DOCUMENT SEGMENT –
[START]

To think about how future new worlds are visualized, assumes that these images reveal how life in decades to come will be shaped. These visualizations offer insight into today’s imagination of next natures and next cultures to come. However, in these visualizations ‘time’ as a process of emergence and design, is often forgotten. This essay argues that time design is distinct in any next nature that will emerge.


Witnessing Spatiotemporal Trajectories


At the end of his life, American philosopher Thomas Kuhn1 concluded that in communities of practice human beings’ need to recognize other beings’ spatiotemporal trajectories to be able to share concepts and thereby develop language. In this statement he suggests that without understanding other beings’ movements through time and space no communication will be possible. This statement challenges today’s experience of global systems-time of millions of people who manage to communicate with people they do not know or see in the online world.


Nevertheless in today’s experience the feeling of having ‘no time’ has become a common good. Reaching out to anyone anywhere seems to generate ‘no time’ as a result. Will human beings be able to overcome the loss of sharing spatiotemporal trajectories and share concepts in next natures to come? What time design requirements would be needed to facilitate a time design that will foster the emergence of communication and possible new language as well?

[END]

[Region labeling records]
[START]

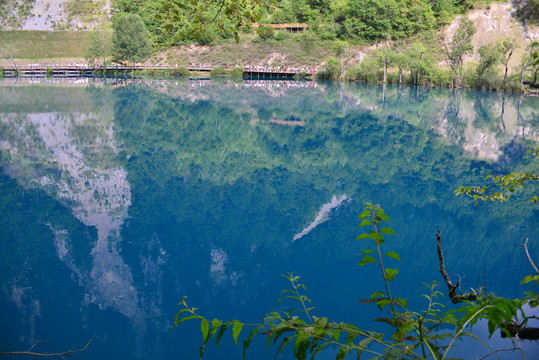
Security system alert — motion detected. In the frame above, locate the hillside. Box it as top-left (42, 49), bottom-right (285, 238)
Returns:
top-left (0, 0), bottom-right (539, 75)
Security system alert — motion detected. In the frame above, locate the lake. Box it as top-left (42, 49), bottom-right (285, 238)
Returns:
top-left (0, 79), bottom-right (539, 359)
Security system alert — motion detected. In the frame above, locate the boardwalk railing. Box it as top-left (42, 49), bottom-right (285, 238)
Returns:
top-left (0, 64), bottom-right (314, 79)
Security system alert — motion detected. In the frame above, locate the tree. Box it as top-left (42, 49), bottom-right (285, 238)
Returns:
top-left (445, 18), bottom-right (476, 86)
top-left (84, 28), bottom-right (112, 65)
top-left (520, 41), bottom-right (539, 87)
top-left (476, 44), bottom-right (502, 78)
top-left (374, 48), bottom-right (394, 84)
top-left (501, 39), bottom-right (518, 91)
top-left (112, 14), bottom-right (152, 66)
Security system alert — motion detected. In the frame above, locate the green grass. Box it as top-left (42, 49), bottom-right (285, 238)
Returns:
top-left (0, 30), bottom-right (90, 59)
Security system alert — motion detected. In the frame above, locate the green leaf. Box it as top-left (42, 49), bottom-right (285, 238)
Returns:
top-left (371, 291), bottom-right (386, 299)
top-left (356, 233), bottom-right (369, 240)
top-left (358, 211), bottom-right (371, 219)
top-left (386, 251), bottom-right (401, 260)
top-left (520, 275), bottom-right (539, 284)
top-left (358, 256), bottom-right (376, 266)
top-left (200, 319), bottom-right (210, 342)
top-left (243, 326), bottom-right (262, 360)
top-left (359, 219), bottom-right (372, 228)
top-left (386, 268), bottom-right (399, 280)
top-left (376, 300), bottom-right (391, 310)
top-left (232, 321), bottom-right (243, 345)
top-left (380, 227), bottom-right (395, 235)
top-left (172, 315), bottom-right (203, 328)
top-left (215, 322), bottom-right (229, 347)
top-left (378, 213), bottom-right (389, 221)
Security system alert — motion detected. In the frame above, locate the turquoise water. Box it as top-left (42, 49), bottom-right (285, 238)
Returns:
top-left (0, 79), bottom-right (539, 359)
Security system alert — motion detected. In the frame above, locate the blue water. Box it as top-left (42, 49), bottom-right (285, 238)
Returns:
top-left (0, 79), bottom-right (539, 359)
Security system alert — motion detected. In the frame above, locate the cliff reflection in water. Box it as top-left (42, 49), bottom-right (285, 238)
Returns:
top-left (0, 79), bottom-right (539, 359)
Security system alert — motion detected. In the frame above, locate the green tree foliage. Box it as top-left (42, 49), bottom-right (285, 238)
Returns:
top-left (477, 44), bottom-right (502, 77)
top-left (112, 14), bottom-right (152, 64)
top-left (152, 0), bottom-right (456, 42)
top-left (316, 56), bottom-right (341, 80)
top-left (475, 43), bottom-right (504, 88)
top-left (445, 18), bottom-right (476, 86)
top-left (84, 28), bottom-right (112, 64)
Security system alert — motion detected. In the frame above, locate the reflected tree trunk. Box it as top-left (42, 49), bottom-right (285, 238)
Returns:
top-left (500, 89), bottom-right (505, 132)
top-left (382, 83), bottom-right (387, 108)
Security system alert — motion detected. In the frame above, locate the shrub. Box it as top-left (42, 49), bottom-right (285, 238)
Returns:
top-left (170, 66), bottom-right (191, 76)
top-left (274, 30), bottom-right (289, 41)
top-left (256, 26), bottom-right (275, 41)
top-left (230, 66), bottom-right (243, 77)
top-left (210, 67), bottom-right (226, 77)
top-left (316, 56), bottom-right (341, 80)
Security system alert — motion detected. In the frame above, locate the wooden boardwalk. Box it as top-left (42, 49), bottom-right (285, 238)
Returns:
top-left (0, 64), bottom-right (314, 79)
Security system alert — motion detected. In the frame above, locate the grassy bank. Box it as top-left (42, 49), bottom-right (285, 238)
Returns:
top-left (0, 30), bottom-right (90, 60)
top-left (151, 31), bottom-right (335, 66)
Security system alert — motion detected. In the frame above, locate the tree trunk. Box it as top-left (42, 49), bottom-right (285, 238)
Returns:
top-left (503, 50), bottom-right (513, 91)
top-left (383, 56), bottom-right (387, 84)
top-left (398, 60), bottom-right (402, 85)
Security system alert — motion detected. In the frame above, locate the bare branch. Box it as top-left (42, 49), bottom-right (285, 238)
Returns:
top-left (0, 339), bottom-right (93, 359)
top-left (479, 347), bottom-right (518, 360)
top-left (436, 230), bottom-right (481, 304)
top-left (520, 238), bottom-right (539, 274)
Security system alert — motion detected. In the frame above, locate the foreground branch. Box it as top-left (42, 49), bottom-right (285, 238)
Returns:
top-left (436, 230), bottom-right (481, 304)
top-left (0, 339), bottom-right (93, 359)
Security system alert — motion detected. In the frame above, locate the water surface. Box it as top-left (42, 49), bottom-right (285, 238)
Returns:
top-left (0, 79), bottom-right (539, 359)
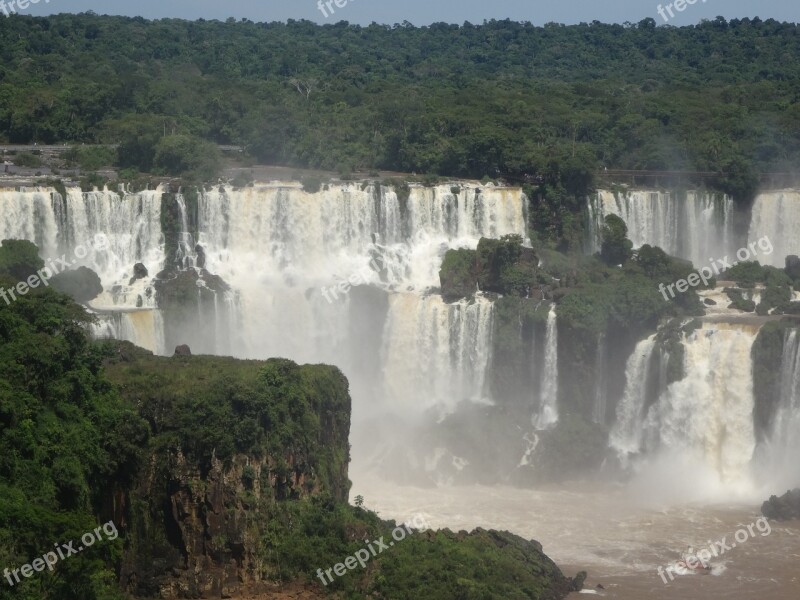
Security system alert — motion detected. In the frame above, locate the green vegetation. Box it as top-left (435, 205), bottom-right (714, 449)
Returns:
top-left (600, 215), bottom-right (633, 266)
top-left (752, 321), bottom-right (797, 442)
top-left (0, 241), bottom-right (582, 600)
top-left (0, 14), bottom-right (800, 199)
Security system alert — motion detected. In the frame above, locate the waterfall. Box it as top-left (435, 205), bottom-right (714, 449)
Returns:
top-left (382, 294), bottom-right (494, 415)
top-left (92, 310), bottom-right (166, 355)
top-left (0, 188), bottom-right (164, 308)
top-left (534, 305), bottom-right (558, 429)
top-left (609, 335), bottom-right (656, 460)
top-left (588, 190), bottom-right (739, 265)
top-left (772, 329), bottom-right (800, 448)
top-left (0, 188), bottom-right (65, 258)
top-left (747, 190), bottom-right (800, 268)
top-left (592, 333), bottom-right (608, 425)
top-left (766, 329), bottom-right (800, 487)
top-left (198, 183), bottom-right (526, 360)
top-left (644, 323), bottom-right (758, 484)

[END]
[START]

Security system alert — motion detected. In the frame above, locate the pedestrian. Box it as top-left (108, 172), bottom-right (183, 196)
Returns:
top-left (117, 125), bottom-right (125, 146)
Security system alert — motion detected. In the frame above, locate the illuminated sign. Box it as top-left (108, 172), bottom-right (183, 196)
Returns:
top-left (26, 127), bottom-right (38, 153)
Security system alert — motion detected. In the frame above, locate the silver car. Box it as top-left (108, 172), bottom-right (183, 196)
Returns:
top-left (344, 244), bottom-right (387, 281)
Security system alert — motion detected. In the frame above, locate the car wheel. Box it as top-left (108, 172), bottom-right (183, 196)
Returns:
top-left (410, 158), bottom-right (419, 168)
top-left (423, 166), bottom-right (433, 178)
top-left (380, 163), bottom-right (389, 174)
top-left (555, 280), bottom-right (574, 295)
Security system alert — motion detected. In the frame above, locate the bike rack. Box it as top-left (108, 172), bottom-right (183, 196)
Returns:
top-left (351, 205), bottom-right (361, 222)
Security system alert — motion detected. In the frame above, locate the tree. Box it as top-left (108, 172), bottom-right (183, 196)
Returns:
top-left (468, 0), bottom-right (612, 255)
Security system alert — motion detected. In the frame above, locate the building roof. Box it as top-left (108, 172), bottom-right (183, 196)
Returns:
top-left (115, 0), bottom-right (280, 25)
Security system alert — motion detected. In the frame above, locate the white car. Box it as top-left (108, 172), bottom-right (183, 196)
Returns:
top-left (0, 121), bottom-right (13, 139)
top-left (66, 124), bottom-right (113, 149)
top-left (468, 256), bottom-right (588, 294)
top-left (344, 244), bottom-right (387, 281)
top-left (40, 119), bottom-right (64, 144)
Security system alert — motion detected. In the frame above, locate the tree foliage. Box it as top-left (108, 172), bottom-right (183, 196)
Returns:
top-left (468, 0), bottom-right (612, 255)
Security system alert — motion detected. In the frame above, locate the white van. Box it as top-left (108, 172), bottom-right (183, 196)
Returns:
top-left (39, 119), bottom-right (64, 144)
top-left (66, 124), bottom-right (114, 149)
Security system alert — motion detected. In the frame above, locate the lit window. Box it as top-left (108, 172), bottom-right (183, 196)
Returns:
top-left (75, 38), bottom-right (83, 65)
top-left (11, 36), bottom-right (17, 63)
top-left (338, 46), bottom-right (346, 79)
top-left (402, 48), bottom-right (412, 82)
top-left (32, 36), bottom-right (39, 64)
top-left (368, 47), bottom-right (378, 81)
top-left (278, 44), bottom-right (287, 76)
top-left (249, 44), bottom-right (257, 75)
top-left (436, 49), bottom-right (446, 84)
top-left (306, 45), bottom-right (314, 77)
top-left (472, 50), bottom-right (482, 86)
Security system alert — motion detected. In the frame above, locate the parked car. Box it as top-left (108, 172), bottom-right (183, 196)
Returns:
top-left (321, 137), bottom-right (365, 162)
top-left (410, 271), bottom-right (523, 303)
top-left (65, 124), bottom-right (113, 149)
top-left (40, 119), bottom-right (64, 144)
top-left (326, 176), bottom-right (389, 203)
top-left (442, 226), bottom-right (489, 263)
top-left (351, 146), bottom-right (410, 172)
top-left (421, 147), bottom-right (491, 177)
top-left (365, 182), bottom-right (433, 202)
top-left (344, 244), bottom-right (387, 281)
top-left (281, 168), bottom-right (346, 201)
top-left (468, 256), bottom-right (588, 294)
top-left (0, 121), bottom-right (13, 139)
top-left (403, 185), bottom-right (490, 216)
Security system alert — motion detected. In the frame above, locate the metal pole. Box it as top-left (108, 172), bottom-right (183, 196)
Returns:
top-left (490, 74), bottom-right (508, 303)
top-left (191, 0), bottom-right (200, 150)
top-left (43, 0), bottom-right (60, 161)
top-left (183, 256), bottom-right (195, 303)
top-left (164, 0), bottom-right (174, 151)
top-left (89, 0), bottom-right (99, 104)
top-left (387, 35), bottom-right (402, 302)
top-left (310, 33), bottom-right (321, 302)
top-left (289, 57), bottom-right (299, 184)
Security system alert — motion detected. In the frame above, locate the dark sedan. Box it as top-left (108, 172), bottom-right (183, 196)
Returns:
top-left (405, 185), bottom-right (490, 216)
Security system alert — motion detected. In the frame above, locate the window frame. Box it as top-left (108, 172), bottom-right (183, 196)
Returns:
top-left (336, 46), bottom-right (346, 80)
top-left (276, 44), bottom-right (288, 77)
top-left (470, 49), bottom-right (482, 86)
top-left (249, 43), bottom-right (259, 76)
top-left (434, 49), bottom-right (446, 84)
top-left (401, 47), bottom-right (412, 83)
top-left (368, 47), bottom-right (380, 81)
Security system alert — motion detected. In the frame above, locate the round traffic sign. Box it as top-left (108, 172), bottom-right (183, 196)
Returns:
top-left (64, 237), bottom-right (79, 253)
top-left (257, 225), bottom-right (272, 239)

[END]
[START]

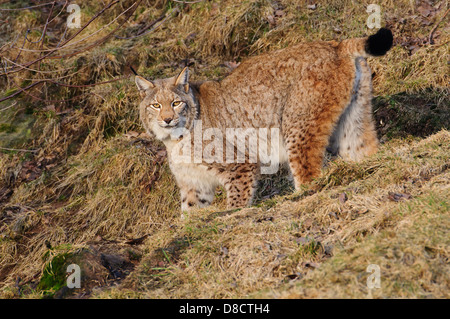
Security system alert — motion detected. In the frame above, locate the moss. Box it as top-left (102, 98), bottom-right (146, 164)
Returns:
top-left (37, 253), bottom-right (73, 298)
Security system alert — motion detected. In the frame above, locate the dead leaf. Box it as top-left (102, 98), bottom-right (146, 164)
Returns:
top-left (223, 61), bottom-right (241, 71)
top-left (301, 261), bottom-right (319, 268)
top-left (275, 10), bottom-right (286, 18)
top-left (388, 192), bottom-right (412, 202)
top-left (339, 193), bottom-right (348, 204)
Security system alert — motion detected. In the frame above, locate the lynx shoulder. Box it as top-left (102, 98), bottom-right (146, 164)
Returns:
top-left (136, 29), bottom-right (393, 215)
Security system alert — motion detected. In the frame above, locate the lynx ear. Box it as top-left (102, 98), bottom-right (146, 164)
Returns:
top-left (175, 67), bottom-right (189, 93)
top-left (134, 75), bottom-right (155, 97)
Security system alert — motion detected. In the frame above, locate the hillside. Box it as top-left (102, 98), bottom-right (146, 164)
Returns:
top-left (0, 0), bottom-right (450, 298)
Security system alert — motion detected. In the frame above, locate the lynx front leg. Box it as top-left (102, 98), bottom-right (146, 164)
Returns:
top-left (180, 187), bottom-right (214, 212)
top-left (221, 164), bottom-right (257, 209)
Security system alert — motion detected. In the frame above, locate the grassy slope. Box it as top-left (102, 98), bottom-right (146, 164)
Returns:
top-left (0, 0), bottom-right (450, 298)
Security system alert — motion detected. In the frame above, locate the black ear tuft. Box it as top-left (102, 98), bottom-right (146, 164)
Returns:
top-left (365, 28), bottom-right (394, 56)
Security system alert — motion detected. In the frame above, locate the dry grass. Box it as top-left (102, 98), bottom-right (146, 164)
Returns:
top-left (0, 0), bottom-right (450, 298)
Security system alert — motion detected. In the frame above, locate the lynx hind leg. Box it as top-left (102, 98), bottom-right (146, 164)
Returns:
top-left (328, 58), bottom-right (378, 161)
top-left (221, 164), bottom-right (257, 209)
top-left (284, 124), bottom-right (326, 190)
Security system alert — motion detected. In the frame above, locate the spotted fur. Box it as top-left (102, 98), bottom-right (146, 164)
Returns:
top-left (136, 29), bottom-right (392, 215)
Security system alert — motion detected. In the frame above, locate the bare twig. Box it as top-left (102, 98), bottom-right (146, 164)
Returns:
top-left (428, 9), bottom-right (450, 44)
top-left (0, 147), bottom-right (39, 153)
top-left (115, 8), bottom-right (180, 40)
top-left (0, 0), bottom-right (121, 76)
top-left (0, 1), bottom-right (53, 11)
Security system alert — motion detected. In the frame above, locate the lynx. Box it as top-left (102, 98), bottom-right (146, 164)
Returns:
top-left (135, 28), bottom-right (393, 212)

[END]

TASK SET –
1/ Repeat the part of the essay on time design between "Witnessing Spatiotemporal Trajectories" and "the online world.", inclusive.
2/ What are the sentences that make up the final paragraph of the essay on time design, the one beginning "Nevertheless"?
3/ Resume the essay on time design, picking up after its last sentence.
The lines have no connection to the essay on time design.

OUTPUTS FOR THE TASKS –
1/
Witnessing Spatiotemporal Trajectories


At the end of his life, American philosopher Thomas Kuhn1 concluded that in communities of practice human beings’ need to recognize other beings’ spatiotemporal trajectories to be able to share concepts and thereby develop language. In this statement he suggests that without understanding other beings’ movements through time and space no communication will be possible. This statement challenges today’s experience of global systems-time of millions of people who manage to communicate with people they do not know or see in the online world.

2/
1. Nevertheless in today’s experience the feeling of having ‘no time’ has become a common good.
2. Reaching out to anyone anywhere seems to generate ‘no time’ as a result.
3. Will human beings be able to overcome the loss of sharing spatiotemporal trajectories and share concepts in next natures to come?
4. What time design requirements would be needed to facilitate a time design that will foster the emergence of communication and possible new language as well?

3/
In the past 15 years systems-time has invaded and restructured many professional practices the world over and people have developed a variety of time designs to make the 24/7 economy work for them. Without formulating it as such, a widespread knowledge and experience of time design has emerged in businesses, organizations and personal practices too.


In current interdisciplinary research at the Delft Technical University, four features have surfaced as being crucial in time design for human beings involved: integrating rhythm, synchronizing performance, moments to signify and duration of engagement. Hereunder these four dimensions are outlined with the awareness that more research in any of these will benefit future time design.


Integrating Rhythms


When working in distributed teams, organizing a shared rhythm is crucial for keeping communication and business processes in flow (2). Simple things, like one well-structured online meeting a week, generate trust and well being for all involved. When working in different time zones, adaptation to others at the expense of personal time has to be taken into account. In small businesses people benefit from the fact that distributed work on a day-to-day basis facilitates personal life styles for those involved.


Finding the ultimate rhythm between people’s personal time given the work that has to be done, is crucial for success. Global 24/7 systems-time has expanded human experience of time fundamentally. It offers immediate connections to other places anywhere facilitating interaction and transaction anytime and affects social structures of finance, law, business and family life profoundly.


Human beings, through a methodology of trial and error, find solutions to integrate different rhythms they are confronted with. Different kinds of time merge necessarily in personal, social and collective experience of time: nature-time, body-time, inner-time, clock-time and systems-time.


Human beings have to deal with emergence and design of time in order to survive.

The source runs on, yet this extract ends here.